Required action A:
According to the passage on Dickens's charitable work, in what year did the hospital on Great Ormond Street open?
Required action B:
Quote the passage on Dickens's charitable work between "Dickens helped establish" and "have been abused.", inclusive.
Required action C:
Continue the passage on Dickens's charitable work from the point where it ends.
Passage section start
Dickens helped establish and run Urania Cottage in 1846, a “Home for Homeless Women” where destitute and abused women and prostitutes could go to leave their environment of poverty and violence and be helped, nursed, rehabilitated, and educated in a safe setting.27 Some women were helped to relocate to other countries (Canada, Australia, and South Africa) where they could start new lives. He had written about women who would have benefited from such help, for example, Nancy in Oliver Twist who was ultimately murdered. Today such facilities (often called shelters) are common in many parts of the world, and they help women who are homeless or have been abused.
In the 1860s, Dickens participated in public readings. During one of these, a member of the audience, William Treloar, who subsequently became Lord Mayor of London, became inspired to help crippled children after hearing Dickens read about Tiny Tim. He worked to establish the Lord Mayor Treloar Cripple's Hospital and College, in Alton, England, an institution that exists to this day.23 In this hospital, pioneering orthopedic treatments were used to help children deformed by tuberculosis and other diseases.
Dickens also played a major role in the preservation of the first pediatric hospital in the British Empire.23,28 After the hospital opened in 1852 on Great Ormond Street, Dickens publicized the institution and its importance in magazine articles and in his last completed book Our Mutual Friend. He raised money for this institution with readings of A Christmas Carol. This institution remains today the largest pediatric medical center in all of Europe.
Passage section end
Material provided section start
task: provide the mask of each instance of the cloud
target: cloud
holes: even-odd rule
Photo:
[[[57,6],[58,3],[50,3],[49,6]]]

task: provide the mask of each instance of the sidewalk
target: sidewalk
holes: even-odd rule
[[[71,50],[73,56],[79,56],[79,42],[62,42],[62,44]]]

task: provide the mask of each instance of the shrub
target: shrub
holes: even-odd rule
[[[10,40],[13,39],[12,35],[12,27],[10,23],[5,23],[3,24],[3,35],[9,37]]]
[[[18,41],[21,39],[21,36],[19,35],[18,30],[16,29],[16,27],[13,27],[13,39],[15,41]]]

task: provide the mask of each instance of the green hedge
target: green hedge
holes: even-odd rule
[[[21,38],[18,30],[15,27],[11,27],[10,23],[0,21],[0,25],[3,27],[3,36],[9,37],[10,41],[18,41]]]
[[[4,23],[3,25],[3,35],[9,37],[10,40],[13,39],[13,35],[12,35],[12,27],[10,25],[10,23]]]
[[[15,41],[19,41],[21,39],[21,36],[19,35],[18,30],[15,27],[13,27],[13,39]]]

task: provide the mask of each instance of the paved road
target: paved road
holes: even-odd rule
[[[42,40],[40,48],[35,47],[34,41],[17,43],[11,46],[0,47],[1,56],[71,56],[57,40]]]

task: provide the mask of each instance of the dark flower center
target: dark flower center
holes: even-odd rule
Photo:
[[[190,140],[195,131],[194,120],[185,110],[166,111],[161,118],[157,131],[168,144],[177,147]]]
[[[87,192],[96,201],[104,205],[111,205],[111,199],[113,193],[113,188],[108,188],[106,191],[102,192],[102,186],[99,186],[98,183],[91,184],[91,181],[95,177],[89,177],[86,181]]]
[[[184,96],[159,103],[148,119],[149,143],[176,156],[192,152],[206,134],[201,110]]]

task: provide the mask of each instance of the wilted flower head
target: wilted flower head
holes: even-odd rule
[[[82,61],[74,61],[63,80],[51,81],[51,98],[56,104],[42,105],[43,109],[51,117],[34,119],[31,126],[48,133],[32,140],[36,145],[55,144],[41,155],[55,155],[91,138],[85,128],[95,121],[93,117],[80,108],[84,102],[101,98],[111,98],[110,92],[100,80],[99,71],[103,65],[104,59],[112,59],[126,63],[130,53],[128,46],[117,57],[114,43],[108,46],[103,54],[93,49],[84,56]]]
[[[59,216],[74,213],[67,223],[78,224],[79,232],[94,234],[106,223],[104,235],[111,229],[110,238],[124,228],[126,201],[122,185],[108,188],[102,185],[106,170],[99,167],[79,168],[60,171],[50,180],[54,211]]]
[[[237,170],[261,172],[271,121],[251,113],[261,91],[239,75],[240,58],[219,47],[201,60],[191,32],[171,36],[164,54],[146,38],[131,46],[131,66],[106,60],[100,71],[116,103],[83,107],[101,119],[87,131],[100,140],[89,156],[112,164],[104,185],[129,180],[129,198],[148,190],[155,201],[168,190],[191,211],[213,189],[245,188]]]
Material provided section end
Task result A:
1852

Task result B:
Dickens helped establish and run Urania Cottage in 1846, a “Home for Homeless Women” where destitute and abused women and prostitutes could go to leave their environment of poverty and violence and be helped, nursed, rehabilitated, and educated in a safe setting.27 Some women were helped to relocate to other countries (Canada, Australia, and South Africa) where they could start new lives. He had written about women who would have benefited from such help, for example, Nancy in Oliver Twist who was ultimately murdered. Today such facilities (often called shelters) are common in many parts of the world, and they help women who are homeless or have been abused.

Task result C:
Dickens was a supporter of women's rights long before women were first permitted to vote in the United Kingdom in 1918. In Oliver Twist:
“‘That is no excuse,’ replied Mr. Brownlow. ‘You were present on the occasion of the destruction of these trinkets, and indeed are the more guilty of the two, in the eye of the law; for the law supposes that your wife acts under your direction.’
‘If the law supposes that,’ said Mr. Bumble, squeezing his hat emphatically in both hands, ‘the law is a ass—a idiot.’”
On May 2, 1870, Dickens delivered a speech at the Royal Academy Dinner which included: “All the arts, and many of the sciences, bear witness that women, even in their present oppressed condition, can attain to quite as great distinction, and can attain to quite as lofty names as men.”29 This is the last public speech he ever gave. He died 38 days later. He was buried in Poets' Corner, in Westminster Abby.